• **DIRECTIONS**:
The answer should be an exact copy of the data.

• **DATA RECORDS**:
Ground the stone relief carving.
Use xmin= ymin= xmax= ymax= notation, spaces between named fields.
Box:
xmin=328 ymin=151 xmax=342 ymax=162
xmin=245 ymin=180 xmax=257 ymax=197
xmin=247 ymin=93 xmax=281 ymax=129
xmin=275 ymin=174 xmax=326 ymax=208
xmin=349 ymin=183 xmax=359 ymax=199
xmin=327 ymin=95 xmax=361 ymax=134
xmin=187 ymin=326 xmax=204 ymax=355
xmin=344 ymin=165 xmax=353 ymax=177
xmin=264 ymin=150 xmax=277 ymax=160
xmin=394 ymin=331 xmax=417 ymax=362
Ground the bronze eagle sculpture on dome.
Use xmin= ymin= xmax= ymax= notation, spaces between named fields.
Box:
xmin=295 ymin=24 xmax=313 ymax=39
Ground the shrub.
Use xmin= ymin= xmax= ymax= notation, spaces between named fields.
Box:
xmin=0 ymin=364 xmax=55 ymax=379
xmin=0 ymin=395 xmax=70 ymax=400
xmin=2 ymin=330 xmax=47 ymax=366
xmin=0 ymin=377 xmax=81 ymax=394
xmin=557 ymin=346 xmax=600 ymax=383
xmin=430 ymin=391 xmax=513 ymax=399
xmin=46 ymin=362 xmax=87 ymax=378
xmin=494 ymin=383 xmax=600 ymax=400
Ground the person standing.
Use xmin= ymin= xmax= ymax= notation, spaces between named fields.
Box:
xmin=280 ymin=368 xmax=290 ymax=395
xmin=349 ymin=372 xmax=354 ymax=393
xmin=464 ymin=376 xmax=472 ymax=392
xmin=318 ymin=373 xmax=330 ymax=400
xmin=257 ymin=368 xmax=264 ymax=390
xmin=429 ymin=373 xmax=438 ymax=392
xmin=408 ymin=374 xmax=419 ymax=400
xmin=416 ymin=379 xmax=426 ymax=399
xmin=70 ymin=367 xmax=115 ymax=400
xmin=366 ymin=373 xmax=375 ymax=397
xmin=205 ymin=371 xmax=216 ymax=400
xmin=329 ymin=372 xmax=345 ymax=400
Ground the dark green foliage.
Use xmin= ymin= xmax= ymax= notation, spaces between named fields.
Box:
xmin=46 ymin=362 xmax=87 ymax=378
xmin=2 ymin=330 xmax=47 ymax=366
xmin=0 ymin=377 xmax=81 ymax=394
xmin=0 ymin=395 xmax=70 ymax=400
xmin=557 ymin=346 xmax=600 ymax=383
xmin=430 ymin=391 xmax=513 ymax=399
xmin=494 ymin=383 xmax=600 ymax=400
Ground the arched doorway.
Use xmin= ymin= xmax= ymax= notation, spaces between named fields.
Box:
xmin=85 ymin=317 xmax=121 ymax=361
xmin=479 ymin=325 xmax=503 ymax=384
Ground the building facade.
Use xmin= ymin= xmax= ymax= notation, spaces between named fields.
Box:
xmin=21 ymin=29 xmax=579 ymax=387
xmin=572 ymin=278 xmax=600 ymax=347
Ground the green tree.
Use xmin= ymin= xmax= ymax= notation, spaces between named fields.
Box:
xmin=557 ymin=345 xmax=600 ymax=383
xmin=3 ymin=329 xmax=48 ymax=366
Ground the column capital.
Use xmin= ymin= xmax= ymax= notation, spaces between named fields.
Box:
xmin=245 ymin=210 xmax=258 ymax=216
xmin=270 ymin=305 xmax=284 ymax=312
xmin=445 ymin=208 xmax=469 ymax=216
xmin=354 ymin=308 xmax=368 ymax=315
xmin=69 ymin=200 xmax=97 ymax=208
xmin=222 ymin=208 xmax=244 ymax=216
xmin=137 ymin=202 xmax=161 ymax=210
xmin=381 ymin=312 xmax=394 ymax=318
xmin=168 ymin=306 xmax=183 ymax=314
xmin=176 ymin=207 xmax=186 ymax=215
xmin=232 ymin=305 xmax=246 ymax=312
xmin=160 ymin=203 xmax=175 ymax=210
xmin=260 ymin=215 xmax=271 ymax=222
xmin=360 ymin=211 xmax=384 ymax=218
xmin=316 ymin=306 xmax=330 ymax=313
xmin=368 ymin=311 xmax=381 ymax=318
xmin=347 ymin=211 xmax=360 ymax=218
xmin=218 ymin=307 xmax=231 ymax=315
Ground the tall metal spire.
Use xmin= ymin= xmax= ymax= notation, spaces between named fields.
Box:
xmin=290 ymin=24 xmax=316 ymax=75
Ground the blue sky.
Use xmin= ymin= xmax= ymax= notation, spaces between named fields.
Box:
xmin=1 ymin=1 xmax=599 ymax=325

• **EXPECTED ANSWER**:
Ground the stone relief carving.
Use xmin= ymin= xmax= ymax= notation, spaces between named fields.
Box:
xmin=328 ymin=151 xmax=342 ymax=162
xmin=245 ymin=180 xmax=257 ymax=197
xmin=247 ymin=93 xmax=281 ymax=129
xmin=275 ymin=174 xmax=326 ymax=208
xmin=349 ymin=183 xmax=359 ymax=199
xmin=327 ymin=95 xmax=361 ymax=134
xmin=187 ymin=326 xmax=204 ymax=355
xmin=344 ymin=165 xmax=353 ymax=177
xmin=264 ymin=150 xmax=277 ymax=160
xmin=394 ymin=331 xmax=417 ymax=362
Ground the bronze eagle sculpture on dome.
Use xmin= ymin= xmax= ymax= notation, spaces between named fields.
Box:
xmin=295 ymin=24 xmax=313 ymax=39
Ground the shrub.
Use xmin= ymin= xmax= ymax= notation, spaces between named fields.
Box:
xmin=0 ymin=364 xmax=55 ymax=379
xmin=0 ymin=395 xmax=70 ymax=400
xmin=2 ymin=330 xmax=47 ymax=366
xmin=0 ymin=377 xmax=81 ymax=394
xmin=557 ymin=346 xmax=600 ymax=383
xmin=430 ymin=391 xmax=513 ymax=399
xmin=46 ymin=362 xmax=87 ymax=378
xmin=494 ymin=383 xmax=600 ymax=400
Ground the person standing.
Use xmin= ymin= xmax= ymax= notation, spaces between named fields.
Box:
xmin=280 ymin=368 xmax=290 ymax=395
xmin=349 ymin=372 xmax=354 ymax=393
xmin=464 ymin=376 xmax=472 ymax=392
xmin=318 ymin=373 xmax=330 ymax=400
xmin=257 ymin=368 xmax=264 ymax=390
xmin=429 ymin=373 xmax=438 ymax=392
xmin=408 ymin=374 xmax=419 ymax=400
xmin=416 ymin=379 xmax=426 ymax=399
xmin=70 ymin=367 xmax=115 ymax=400
xmin=366 ymin=373 xmax=375 ymax=397
xmin=205 ymin=371 xmax=216 ymax=400
xmin=329 ymin=372 xmax=345 ymax=400
Ground the dark green foliage.
Use xmin= ymin= xmax= ymax= notation, spaces between named fields.
Box:
xmin=46 ymin=362 xmax=87 ymax=378
xmin=2 ymin=330 xmax=47 ymax=366
xmin=0 ymin=377 xmax=81 ymax=394
xmin=0 ymin=395 xmax=70 ymax=400
xmin=557 ymin=346 xmax=600 ymax=383
xmin=430 ymin=391 xmax=513 ymax=399
xmin=494 ymin=383 xmax=600 ymax=400
Ground the arched doorway.
Use xmin= ymin= xmax= ymax= notation, spaces between named fields.
Box:
xmin=85 ymin=317 xmax=121 ymax=361
xmin=479 ymin=325 xmax=503 ymax=384
Ground the building facade.
Use xmin= ymin= xmax= ymax= notation, spaces between named fields.
Box:
xmin=21 ymin=29 xmax=579 ymax=387
xmin=572 ymin=278 xmax=600 ymax=347
Ground the green tree.
Use xmin= ymin= xmax= ymax= notation, spaces between named fields.
Box:
xmin=557 ymin=345 xmax=600 ymax=383
xmin=3 ymin=329 xmax=48 ymax=366
Ground the column capital.
Use xmin= ymin= xmax= ymax= notation, spaces between named fields.
Box:
xmin=245 ymin=210 xmax=258 ymax=216
xmin=270 ymin=305 xmax=284 ymax=312
xmin=445 ymin=208 xmax=469 ymax=216
xmin=354 ymin=308 xmax=368 ymax=315
xmin=69 ymin=200 xmax=97 ymax=208
xmin=222 ymin=208 xmax=244 ymax=216
xmin=137 ymin=202 xmax=161 ymax=210
xmin=381 ymin=312 xmax=394 ymax=318
xmin=168 ymin=306 xmax=183 ymax=314
xmin=176 ymin=207 xmax=186 ymax=215
xmin=232 ymin=305 xmax=246 ymax=312
xmin=160 ymin=203 xmax=175 ymax=210
xmin=260 ymin=215 xmax=271 ymax=222
xmin=360 ymin=211 xmax=384 ymax=218
xmin=316 ymin=306 xmax=330 ymax=313
xmin=368 ymin=311 xmax=381 ymax=318
xmin=347 ymin=211 xmax=360 ymax=218
xmin=218 ymin=307 xmax=231 ymax=315
Ground the tall metal spire.
Use xmin= ymin= xmax= ymax= notation, spaces between named fields.
Box:
xmin=290 ymin=24 xmax=316 ymax=75
Ground the blue sky.
Use xmin= ymin= xmax= ymax= notation, spaces between named fields.
Box:
xmin=1 ymin=1 xmax=599 ymax=325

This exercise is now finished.